What is expected - In full and without alteration, reproduce every record.

BEGIN Information supplied

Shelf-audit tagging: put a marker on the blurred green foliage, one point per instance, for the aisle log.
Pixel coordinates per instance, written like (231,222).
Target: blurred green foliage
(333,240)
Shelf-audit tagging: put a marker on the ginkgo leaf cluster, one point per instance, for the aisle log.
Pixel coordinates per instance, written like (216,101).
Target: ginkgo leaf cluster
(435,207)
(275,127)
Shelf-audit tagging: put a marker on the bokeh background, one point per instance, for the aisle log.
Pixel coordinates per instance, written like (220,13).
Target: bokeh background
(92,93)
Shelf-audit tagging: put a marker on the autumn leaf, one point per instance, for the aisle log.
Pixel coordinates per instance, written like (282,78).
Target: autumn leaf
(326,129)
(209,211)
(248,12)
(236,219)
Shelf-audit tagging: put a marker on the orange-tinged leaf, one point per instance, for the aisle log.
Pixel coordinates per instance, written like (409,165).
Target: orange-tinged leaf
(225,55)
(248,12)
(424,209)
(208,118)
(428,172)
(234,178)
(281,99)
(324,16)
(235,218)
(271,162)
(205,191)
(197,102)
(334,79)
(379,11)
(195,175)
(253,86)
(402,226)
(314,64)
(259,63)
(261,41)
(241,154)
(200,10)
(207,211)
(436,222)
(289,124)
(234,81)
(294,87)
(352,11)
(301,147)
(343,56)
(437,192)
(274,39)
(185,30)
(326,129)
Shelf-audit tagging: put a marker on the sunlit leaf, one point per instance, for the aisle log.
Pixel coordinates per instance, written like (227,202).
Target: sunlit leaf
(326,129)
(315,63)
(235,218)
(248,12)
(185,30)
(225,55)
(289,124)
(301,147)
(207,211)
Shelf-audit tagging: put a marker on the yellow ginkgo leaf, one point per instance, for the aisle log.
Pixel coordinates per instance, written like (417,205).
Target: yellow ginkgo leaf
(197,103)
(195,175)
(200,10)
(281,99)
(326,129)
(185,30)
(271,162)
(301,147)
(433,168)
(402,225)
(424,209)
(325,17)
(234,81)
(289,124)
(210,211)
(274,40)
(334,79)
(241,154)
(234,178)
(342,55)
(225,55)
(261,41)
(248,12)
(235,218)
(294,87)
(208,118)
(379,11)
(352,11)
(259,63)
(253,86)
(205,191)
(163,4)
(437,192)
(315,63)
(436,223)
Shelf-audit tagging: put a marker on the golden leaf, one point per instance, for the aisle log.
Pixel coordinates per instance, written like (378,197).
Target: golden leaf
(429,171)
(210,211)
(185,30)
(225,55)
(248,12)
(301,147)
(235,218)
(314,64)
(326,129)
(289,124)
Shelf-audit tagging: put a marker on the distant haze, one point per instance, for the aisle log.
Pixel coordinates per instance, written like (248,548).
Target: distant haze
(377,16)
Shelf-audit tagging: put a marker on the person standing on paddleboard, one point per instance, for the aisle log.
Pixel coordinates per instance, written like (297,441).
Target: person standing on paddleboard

END Information supplied

Solution for this exercise -
Shelf-audit tagging: put a marker on the blurred green foliage, one point per instance, for the aisle log.
Pixel coordinates per instance, written like (231,222).
Target: blurred green foliage
(333,240)
Shelf-audit tagging: put a marker on the ginkgo leaf cluster, one point per instance, for the aisle log.
Pixel coordinates per instance, written like (216,101).
Target: ginkgo leaf cluster
(435,207)
(275,127)
Shelf-audit tagging: put a marker on the bokeh background, one point per instance, for the aisle log.
Pixel coordinates per instance, written like (220,13).
Target: bokeh background
(92,93)
Shelf-audit tagging: put a marker on the autumn leaf, one point per instance, for the aisle log.
Pixel coordinates per instance, written like (282,78).
Target: autumn leaf
(326,129)
(209,211)
(248,12)
(236,219)
Shelf-audit tagging: put a marker on the orange-tinged leaf, one point per instance, for the aisle log.
Pixel coordinates per instance, written like (409,165).
Target: orange-tinged leaf
(225,55)
(248,12)
(424,209)
(208,118)
(428,172)
(234,178)
(281,99)
(324,16)
(235,218)
(271,162)
(205,191)
(197,102)
(334,79)
(379,11)
(195,175)
(253,86)
(402,226)
(314,64)
(259,63)
(261,41)
(241,154)
(200,10)
(207,211)
(436,222)
(289,124)
(234,81)
(294,87)
(352,11)
(301,147)
(343,56)
(437,192)
(274,39)
(185,30)
(326,129)
Shelf-audit tagging: put a marker on the sunlit leaf, one point per instance, for the aisle log.
Pixel coordinates per instance, written like (227,202).
Target: sunlit leaf
(326,129)
(315,63)
(235,218)
(248,12)
(185,30)
(225,55)
(289,124)
(301,147)
(207,211)
Shelf-audit tagging: put a marker on the yellow ginkgo leaf, one point per instance, for the aisle log.
Pixel coordinates per instance, written like (417,205).
Target: yellow ginkgo leaf
(197,103)
(195,175)
(200,10)
(281,99)
(326,129)
(185,30)
(271,162)
(301,147)
(433,168)
(402,225)
(424,209)
(325,17)
(234,81)
(289,124)
(210,211)
(274,40)
(334,79)
(241,154)
(234,178)
(342,55)
(225,55)
(261,41)
(248,12)
(235,218)
(294,87)
(208,118)
(379,11)
(352,11)
(259,63)
(253,86)
(205,191)
(163,4)
(437,192)
(315,63)
(436,223)
Shelf-audit tagging: put a marker on the golden leaf, one point per instance, for the aisle log.
Pixel coordinates per instance, written like (378,197).
Target: golden leaf
(429,171)
(210,211)
(185,30)
(225,55)
(248,12)
(301,147)
(235,218)
(314,64)
(326,129)
(289,124)
Shelf-audit tagging: put a marker on the distant haze, one point per instance, for the aisle log.
Pixel coordinates per instance, written like (248,548).
Target: distant haze
(377,16)
Shelf-audit tagging: put a marker on the person standing on paddleboard, one point per instance, for the aisle log.
Pixel coordinates per instance, written like (297,441).
Target: person standing on paddleboard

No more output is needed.